**DATA LISTING**:
^^^^^^^^^^^^^^^^

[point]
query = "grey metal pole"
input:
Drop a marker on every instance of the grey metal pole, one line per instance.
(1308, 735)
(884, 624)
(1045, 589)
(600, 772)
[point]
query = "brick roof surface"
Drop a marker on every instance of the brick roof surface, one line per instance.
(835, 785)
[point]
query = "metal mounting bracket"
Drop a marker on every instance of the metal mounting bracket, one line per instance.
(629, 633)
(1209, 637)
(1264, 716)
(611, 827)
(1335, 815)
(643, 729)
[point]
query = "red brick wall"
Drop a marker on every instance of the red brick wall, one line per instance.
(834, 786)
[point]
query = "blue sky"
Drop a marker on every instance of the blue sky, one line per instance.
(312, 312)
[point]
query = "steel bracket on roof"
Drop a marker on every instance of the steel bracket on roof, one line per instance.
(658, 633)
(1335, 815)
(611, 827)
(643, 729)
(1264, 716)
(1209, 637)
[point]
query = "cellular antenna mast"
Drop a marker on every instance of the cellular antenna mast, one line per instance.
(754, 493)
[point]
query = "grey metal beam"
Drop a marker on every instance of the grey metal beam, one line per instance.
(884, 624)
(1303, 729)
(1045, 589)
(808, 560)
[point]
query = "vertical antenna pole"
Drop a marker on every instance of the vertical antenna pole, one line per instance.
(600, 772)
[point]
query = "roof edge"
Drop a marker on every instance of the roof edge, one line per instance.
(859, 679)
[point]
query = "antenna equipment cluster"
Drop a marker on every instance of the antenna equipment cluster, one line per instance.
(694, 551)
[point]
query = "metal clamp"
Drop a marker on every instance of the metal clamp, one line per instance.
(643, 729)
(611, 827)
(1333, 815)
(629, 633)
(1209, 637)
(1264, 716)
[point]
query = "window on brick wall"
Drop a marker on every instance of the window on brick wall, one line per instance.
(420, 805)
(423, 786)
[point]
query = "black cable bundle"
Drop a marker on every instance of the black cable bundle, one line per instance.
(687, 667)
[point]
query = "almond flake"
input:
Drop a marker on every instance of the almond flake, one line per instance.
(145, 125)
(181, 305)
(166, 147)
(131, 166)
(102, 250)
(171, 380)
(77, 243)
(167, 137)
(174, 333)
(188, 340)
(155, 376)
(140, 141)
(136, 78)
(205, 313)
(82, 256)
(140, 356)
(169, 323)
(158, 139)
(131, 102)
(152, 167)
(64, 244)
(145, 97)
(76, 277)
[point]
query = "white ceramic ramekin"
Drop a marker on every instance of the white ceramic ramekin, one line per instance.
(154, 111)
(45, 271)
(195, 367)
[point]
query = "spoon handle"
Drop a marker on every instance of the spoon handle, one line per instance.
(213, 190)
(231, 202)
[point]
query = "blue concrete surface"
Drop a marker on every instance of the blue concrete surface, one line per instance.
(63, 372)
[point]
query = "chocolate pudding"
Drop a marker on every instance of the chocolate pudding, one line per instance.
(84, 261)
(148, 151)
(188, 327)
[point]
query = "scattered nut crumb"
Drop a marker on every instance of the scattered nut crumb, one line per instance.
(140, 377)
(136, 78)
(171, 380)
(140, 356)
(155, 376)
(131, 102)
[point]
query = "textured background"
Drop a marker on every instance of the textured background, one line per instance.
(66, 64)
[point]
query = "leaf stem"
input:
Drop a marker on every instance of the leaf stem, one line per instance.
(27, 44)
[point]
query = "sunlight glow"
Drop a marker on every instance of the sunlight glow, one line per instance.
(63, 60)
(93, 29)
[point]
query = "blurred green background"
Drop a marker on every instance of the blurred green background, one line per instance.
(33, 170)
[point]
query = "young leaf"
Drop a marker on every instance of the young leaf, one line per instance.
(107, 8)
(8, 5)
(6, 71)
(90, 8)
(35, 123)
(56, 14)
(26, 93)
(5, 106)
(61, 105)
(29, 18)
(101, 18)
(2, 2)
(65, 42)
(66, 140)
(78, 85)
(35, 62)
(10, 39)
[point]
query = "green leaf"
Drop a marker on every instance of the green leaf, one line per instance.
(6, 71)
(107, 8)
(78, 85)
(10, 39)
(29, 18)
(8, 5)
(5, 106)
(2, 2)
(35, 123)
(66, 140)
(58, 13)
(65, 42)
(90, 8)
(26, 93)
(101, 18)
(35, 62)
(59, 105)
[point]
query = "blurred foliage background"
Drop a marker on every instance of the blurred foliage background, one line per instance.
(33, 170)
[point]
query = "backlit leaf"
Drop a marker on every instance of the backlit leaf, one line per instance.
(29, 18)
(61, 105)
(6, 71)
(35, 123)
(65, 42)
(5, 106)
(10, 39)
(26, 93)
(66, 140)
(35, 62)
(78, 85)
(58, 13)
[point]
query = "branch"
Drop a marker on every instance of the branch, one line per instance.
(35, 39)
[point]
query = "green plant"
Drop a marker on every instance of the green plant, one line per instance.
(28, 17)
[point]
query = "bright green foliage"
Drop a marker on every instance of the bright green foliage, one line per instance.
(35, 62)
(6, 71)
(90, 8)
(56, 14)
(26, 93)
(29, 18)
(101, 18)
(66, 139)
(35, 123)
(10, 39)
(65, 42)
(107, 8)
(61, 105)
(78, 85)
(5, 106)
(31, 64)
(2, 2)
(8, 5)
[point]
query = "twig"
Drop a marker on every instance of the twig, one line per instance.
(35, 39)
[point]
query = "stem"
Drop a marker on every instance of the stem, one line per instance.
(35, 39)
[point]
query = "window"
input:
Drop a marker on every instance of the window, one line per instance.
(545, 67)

^^^^^^^^^^^^^^^^

**WHAT THIS TASK INVOLVES**:
Copy the data above exactly. Every line must be included.

**RESULT BELOW**:
[point]
query = "grey metal pole"
input:
Drop a marker on every instance of the grey metal pole, one line per instance.
(1308, 735)
(884, 624)
(1045, 589)
(600, 772)
[point]
query = "brick roof surface"
Drop a marker on every instance of the brick roof surface, one line per instance.
(835, 785)
[point]
query = "metal mounting bracket"
Drop a marker on every instance of the metal mounting bracket, one line per instance.
(629, 633)
(1209, 637)
(1264, 716)
(611, 827)
(1335, 815)
(643, 729)
[point]
query = "red brick wall"
Drop a marker on every instance of the red brick wall, one line per instance.
(834, 786)
[point]
query = "blue sky"
Drop a marker on every instance of the blue sky, one line per instance.
(312, 312)
[point]
query = "steel bracket on roof"
Drop a marker on every instance of the steel bracket on roof, one line per instance.
(658, 633)
(1335, 815)
(611, 827)
(643, 729)
(1264, 716)
(1209, 637)
[point]
query = "cellular antenna mast"
Drop a marker on every instance of the cellular antenna mast, one line per instance.
(754, 493)
[point]
query = "grey metal beam"
Drop a marker on every instance of the grey metal beam, one line per instance.
(884, 624)
(1303, 729)
(1045, 589)
(808, 560)
[point]
query = "vertical antenna pole"
Drop a marker on every instance of the vertical antenna pole, one line per instance.
(600, 772)
[point]
query = "roof edge"
Drop a marker on every instance of the roof edge, one line per instance.
(859, 679)
[point]
query = "antenna equipment cluster"
Drop a marker on every instance of the antenna equipment cluster, one line per instance.
(694, 551)
[point]
query = "metal clamp"
Drop a marker on every instance of the metal clamp, one line per instance.
(643, 729)
(611, 827)
(1333, 815)
(629, 633)
(1209, 637)
(1264, 716)
[point]
query = "window on brick wall"
Drop a marker on every instance of the window on brick wall, one line per instance.
(420, 805)
(423, 786)
[point]
query = "black cable bundle"
Drop a marker on every instance of the black cable bundle, one line per instance.
(687, 667)
[point]
query = "almond flake"
input:
Drop a marker on every instance of the almond flake, one line per instance.
(145, 125)
(181, 305)
(166, 147)
(131, 166)
(102, 250)
(171, 380)
(77, 243)
(167, 137)
(174, 333)
(188, 340)
(155, 376)
(140, 141)
(136, 78)
(205, 313)
(82, 256)
(140, 356)
(169, 323)
(158, 139)
(131, 102)
(152, 167)
(64, 244)
(145, 97)
(76, 277)
[point]
query = "white ceramic ramekin"
Drop a marker on every instance of the white ceramic ramekin, one line per instance.
(154, 111)
(45, 271)
(195, 367)
[point]
query = "spoon handle"
Drop a marker on every instance of the spoon handle, one line per instance.
(213, 190)
(231, 202)
[point]
query = "blue concrete surface"
Drop a marker on every instance of the blue concrete surface, one line per instance.
(63, 372)
[point]
query = "chocolate pudding"
Drop a marker on every instance of the chocolate pudding, one line per instance.
(84, 261)
(148, 151)
(188, 327)
[point]
query = "scattered nut crumb"
Drop a marker on every instance of the scattered nut crumb, one line per instance.
(140, 377)
(136, 78)
(171, 380)
(140, 356)
(155, 376)
(131, 102)
[point]
query = "textured background"
Drop a marker on every instance of the textured background, one line per instance.
(66, 64)
[point]
query = "leaf stem"
input:
Drop a marker on every instance of the leaf stem, one line per instance.
(27, 44)
[point]
query = "sunlight glow"
Drop a marker on every instance of the sunlight glow, one line per instance.
(63, 60)
(93, 29)
[point]
query = "blurred green background"
Drop a marker on every instance of the blurred green background, one line per instance.
(33, 170)
[point]
query = "young leaf"
Drop a marker on every instance of the young leaf, one line per instance.
(107, 8)
(8, 5)
(6, 71)
(90, 8)
(35, 123)
(56, 14)
(26, 93)
(5, 106)
(61, 105)
(29, 18)
(101, 18)
(2, 2)
(65, 42)
(66, 140)
(78, 85)
(35, 62)
(10, 39)
[point]
query = "green leaf"
Drop a marker on every instance of the green leaf, one line per instance.
(6, 71)
(107, 8)
(78, 85)
(10, 39)
(29, 18)
(8, 5)
(5, 106)
(2, 2)
(35, 123)
(66, 140)
(58, 13)
(65, 42)
(90, 8)
(26, 93)
(101, 18)
(35, 62)
(59, 105)
[point]
query = "blurred foliage background"
Drop a marker on every instance of the blurred foliage background, one line per instance.
(33, 170)
[point]
query = "backlit leaf"
Drop a marker on every instance of the backlit leaf, one line per instance.
(29, 18)
(61, 105)
(6, 71)
(35, 123)
(65, 42)
(5, 106)
(10, 39)
(26, 93)
(66, 140)
(35, 62)
(78, 85)
(58, 13)
[point]
query = "branch"
Drop a marker on every instance of the branch, one line per instance.
(35, 39)
[point]
query = "green plant"
Drop a marker on every instance of the green plant, one line per instance.
(28, 17)
[point]
query = "bright green foliage"
Drop a marker on every instance of the bright green foliage, one line per instance.
(35, 62)
(6, 71)
(90, 8)
(56, 14)
(26, 93)
(29, 18)
(101, 18)
(66, 139)
(35, 123)
(10, 39)
(65, 42)
(107, 8)
(61, 105)
(78, 85)
(5, 106)
(31, 64)
(2, 2)
(8, 5)
[point]
query = "twig"
Drop a marker on every instance of the twig, one line per instance.
(35, 39)
[point]
query = "stem"
Drop a marker on every instance of the stem, one line per instance.
(35, 39)
[point]
query = "window"
input:
Drop a marker on every instance of the window, one line per instance.
(545, 67)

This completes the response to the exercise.